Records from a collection
[Start of Attachment]

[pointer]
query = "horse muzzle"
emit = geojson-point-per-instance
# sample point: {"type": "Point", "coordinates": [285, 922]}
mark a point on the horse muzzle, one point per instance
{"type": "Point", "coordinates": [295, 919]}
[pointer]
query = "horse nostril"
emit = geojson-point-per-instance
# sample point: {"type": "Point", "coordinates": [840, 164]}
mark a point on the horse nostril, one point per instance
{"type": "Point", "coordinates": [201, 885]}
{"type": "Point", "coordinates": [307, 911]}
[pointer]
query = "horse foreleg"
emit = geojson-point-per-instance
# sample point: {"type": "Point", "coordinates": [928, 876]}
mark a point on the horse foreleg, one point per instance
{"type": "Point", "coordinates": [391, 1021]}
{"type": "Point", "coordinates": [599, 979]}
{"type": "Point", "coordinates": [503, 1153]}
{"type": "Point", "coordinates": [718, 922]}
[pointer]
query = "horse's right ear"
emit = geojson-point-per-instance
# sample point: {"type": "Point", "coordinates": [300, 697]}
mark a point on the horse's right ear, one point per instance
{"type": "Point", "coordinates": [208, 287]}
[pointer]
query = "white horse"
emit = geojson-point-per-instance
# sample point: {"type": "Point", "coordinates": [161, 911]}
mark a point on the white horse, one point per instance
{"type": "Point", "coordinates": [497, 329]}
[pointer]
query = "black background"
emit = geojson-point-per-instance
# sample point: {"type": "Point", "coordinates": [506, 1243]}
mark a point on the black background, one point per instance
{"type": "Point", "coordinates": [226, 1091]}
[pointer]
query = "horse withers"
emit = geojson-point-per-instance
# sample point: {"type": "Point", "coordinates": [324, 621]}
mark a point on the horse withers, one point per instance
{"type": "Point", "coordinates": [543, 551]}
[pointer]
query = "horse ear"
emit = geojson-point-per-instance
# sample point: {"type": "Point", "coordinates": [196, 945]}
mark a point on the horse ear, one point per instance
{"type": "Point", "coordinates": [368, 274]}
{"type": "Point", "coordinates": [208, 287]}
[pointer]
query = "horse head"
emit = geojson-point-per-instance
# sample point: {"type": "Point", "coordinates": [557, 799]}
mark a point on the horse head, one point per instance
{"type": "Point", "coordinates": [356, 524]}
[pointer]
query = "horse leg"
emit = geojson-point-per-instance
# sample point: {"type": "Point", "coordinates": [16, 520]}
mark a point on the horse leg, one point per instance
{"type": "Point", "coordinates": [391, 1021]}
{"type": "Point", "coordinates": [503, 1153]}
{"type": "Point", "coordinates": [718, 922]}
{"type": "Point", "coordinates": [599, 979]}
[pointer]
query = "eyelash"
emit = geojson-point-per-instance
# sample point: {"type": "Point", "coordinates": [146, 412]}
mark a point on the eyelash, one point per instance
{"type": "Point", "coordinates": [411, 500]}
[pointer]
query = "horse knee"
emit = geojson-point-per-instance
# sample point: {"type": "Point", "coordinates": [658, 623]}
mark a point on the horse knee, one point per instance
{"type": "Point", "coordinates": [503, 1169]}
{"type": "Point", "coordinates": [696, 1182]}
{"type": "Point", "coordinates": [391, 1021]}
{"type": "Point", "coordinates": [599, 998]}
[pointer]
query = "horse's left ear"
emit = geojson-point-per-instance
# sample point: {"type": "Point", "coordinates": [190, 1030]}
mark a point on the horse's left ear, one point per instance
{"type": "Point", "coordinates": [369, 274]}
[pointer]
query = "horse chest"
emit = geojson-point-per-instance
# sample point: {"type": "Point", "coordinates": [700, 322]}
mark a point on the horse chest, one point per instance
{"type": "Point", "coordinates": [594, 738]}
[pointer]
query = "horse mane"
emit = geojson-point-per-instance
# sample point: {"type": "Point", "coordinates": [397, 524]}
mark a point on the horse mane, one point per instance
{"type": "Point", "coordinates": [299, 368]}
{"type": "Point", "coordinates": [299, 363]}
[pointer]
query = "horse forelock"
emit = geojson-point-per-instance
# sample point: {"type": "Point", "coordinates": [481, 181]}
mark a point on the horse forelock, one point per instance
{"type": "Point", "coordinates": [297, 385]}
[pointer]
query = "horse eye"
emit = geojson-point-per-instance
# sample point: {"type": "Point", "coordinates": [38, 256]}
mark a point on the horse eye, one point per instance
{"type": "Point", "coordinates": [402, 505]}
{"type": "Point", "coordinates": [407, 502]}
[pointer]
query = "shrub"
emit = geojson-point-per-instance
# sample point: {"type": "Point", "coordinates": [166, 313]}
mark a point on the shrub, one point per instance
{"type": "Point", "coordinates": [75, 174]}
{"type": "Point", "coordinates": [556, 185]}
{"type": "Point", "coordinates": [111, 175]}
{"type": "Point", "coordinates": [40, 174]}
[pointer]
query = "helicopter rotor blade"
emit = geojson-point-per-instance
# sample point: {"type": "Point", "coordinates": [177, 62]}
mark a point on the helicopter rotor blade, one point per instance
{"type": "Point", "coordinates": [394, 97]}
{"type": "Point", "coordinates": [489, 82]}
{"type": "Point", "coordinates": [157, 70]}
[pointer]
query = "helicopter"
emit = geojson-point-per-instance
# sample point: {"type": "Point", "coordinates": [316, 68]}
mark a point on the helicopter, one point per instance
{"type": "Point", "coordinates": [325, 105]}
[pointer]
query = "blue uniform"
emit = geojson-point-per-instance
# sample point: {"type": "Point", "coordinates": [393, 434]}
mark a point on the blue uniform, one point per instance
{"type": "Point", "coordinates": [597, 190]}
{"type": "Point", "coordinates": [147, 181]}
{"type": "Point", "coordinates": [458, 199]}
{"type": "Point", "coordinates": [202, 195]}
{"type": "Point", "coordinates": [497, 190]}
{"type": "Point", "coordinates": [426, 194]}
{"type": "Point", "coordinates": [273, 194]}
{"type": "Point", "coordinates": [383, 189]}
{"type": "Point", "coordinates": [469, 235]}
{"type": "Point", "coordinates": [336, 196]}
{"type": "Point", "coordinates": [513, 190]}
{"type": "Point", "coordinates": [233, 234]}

[End of Attachment]

What to work on: Say every entry again, exactly as it reads.

Reply to the task:
[pointer]
query = "horse muzzle"
emit = geojson-point-per-instance
# sample point: {"type": "Point", "coordinates": [285, 922]}
mark a point on the horse muzzle, one point per instance
{"type": "Point", "coordinates": [295, 919]}
[pointer]
query = "horse nostril"
emit = geojson-point-per-instance
# sample point: {"type": "Point", "coordinates": [840, 164]}
mark a point on the horse nostril, one point per instance
{"type": "Point", "coordinates": [201, 885]}
{"type": "Point", "coordinates": [307, 911]}
[pointer]
query = "horse foreleg"
emit = geojson-point-per-instance
# sample point: {"type": "Point", "coordinates": [928, 876]}
mark a point on the horse foreleg, one point per instance
{"type": "Point", "coordinates": [391, 1021]}
{"type": "Point", "coordinates": [599, 979]}
{"type": "Point", "coordinates": [503, 1153]}
{"type": "Point", "coordinates": [718, 922]}
[pointer]
query = "horse's right ear"
emit = geojson-point-per-instance
# sample point: {"type": "Point", "coordinates": [300, 697]}
mark a point on the horse's right ear, one point per instance
{"type": "Point", "coordinates": [208, 287]}
[pointer]
query = "white horse"
emit = geojson-point-per-instance
# sample point: {"type": "Point", "coordinates": [161, 911]}
mark a point on the white horse, one point per instance
{"type": "Point", "coordinates": [497, 329]}
[pointer]
query = "black background"
emit = geojson-point-per-instance
# sample point: {"type": "Point", "coordinates": [506, 1243]}
mark a point on the black background, one point per instance
{"type": "Point", "coordinates": [226, 1091]}
[pointer]
query = "horse withers"
emit = geojson-point-per-instance
# sample point: {"type": "Point", "coordinates": [324, 621]}
mark a point on the horse withers, one point per instance
{"type": "Point", "coordinates": [543, 551]}
[pointer]
query = "horse ear"
emit = geojson-point-per-instance
# sample point: {"type": "Point", "coordinates": [196, 945]}
mark a point on the horse ear, one point per instance
{"type": "Point", "coordinates": [368, 274]}
{"type": "Point", "coordinates": [208, 287]}
[pointer]
query = "horse head"
emit = geojson-point-per-instance
# sample point: {"type": "Point", "coordinates": [557, 799]}
mark a point on the horse head, one point per instance
{"type": "Point", "coordinates": [356, 524]}
[pointer]
query = "horse leg"
emit = geojson-point-per-instance
# sample point: {"type": "Point", "coordinates": [16, 520]}
mark a point on the horse leg, one point per instance
{"type": "Point", "coordinates": [391, 1021]}
{"type": "Point", "coordinates": [503, 1153]}
{"type": "Point", "coordinates": [718, 922]}
{"type": "Point", "coordinates": [599, 979]}
[pointer]
query = "eyelash"
emit = geojson-point-per-instance
# sample point: {"type": "Point", "coordinates": [146, 412]}
mark a point on the eyelash, one point per instance
{"type": "Point", "coordinates": [411, 500]}
[pointer]
query = "horse knee"
emit = geojson-point-per-instance
# sample point: {"type": "Point", "coordinates": [658, 623]}
mark a point on the horse knee, one point per instance
{"type": "Point", "coordinates": [503, 1169]}
{"type": "Point", "coordinates": [696, 1182]}
{"type": "Point", "coordinates": [391, 1021]}
{"type": "Point", "coordinates": [599, 998]}
[pointer]
query = "horse's left ear"
emit = geojson-point-per-instance
# sample point: {"type": "Point", "coordinates": [190, 1030]}
mark a point on the horse's left ear, one point per instance
{"type": "Point", "coordinates": [369, 274]}
[pointer]
query = "horse chest"
emit = geojson-point-per-instance
# sample point: {"type": "Point", "coordinates": [700, 322]}
mark a point on the horse chest, one point per instance
{"type": "Point", "coordinates": [594, 738]}
[pointer]
query = "horse mane"
emit = geojson-point-per-instance
# sample point: {"type": "Point", "coordinates": [397, 524]}
mark a point on the horse mane, one point per instance
{"type": "Point", "coordinates": [299, 368]}
{"type": "Point", "coordinates": [299, 363]}
[pointer]
query = "horse forelock"
emit = geojson-point-per-instance
# sample point: {"type": "Point", "coordinates": [481, 181]}
mark a point on the horse forelock, one point per instance
{"type": "Point", "coordinates": [297, 385]}
[pointer]
query = "horse eye"
emit = geojson-point-per-instance
# sample point: {"type": "Point", "coordinates": [38, 256]}
mark a point on the horse eye, one point per instance
{"type": "Point", "coordinates": [402, 505]}
{"type": "Point", "coordinates": [407, 502]}
[pointer]
query = "shrub"
emit = geojson-point-per-instance
# sample point: {"type": "Point", "coordinates": [166, 313]}
mark a point on the shrub, one point per instance
{"type": "Point", "coordinates": [75, 174]}
{"type": "Point", "coordinates": [556, 185]}
{"type": "Point", "coordinates": [111, 175]}
{"type": "Point", "coordinates": [40, 174]}
[pointer]
query = "helicopter rotor blade"
emit = geojson-point-per-instance
# sample point: {"type": "Point", "coordinates": [177, 62]}
mark a point on the helicopter rotor blade, one point per instance
{"type": "Point", "coordinates": [394, 97]}
{"type": "Point", "coordinates": [489, 82]}
{"type": "Point", "coordinates": [157, 70]}
[pointer]
query = "helicopter"
emit = geojson-point-per-instance
# sample point: {"type": "Point", "coordinates": [316, 68]}
mark a point on the helicopter, one point per instance
{"type": "Point", "coordinates": [325, 105]}
[pointer]
query = "blue uniform"
emit = geojson-point-per-instance
# sample point: {"type": "Point", "coordinates": [393, 434]}
mark a point on the blue uniform, one point per instance
{"type": "Point", "coordinates": [597, 190]}
{"type": "Point", "coordinates": [147, 181]}
{"type": "Point", "coordinates": [458, 199]}
{"type": "Point", "coordinates": [202, 195]}
{"type": "Point", "coordinates": [497, 190]}
{"type": "Point", "coordinates": [426, 194]}
{"type": "Point", "coordinates": [273, 194]}
{"type": "Point", "coordinates": [383, 189]}
{"type": "Point", "coordinates": [469, 235]}
{"type": "Point", "coordinates": [336, 196]}
{"type": "Point", "coordinates": [513, 190]}
{"type": "Point", "coordinates": [233, 234]}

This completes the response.